* MATERIAL PROVIDED:
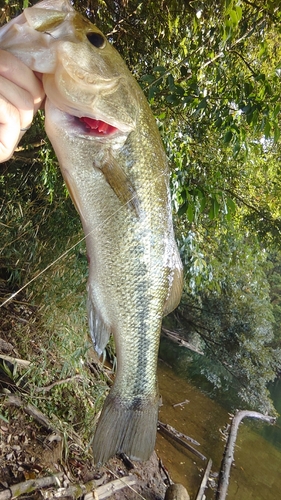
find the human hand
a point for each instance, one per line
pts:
(21, 95)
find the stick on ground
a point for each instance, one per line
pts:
(229, 448)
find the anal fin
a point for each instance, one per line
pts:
(123, 428)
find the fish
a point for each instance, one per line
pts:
(114, 164)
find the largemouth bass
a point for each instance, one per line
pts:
(113, 162)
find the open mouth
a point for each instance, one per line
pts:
(98, 127)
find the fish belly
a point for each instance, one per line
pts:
(128, 286)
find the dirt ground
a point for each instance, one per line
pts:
(28, 452)
(31, 450)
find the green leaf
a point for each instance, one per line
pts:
(267, 129)
(227, 137)
(190, 212)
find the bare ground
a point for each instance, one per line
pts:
(29, 451)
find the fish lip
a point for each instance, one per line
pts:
(79, 128)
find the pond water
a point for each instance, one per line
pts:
(257, 471)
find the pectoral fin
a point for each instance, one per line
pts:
(121, 185)
(175, 291)
(99, 331)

* TASK REQUIREMENTS:
Starting at the line that contains "find the largemouth bass" and ending with the last line of the data, reproduce those lines with "ground" swapped for "soil" and everything else left unchanged.

* TASK ANSWER:
find the largemouth bass
a point for each instance, one per line
pts:
(113, 162)
find the open mouth
a point for each instance, one per line
pts:
(98, 127)
find the fish belly
a point for each instance, one per line
pts:
(128, 286)
find the dirt soil
a point for each instance, one per line
pts:
(28, 452)
(31, 450)
find the green leaf
a point for each instance, one per line
pts:
(267, 129)
(227, 137)
(190, 212)
find the bare soil
a point for each instance, one per line
pts:
(29, 451)
find the fish lip
a point for each instance, one per line
pts:
(79, 128)
find the pond water
a point for each instance, one per line
pts:
(257, 471)
find the pectoral fin
a point for each instance, one per line
pts:
(121, 185)
(175, 291)
(99, 331)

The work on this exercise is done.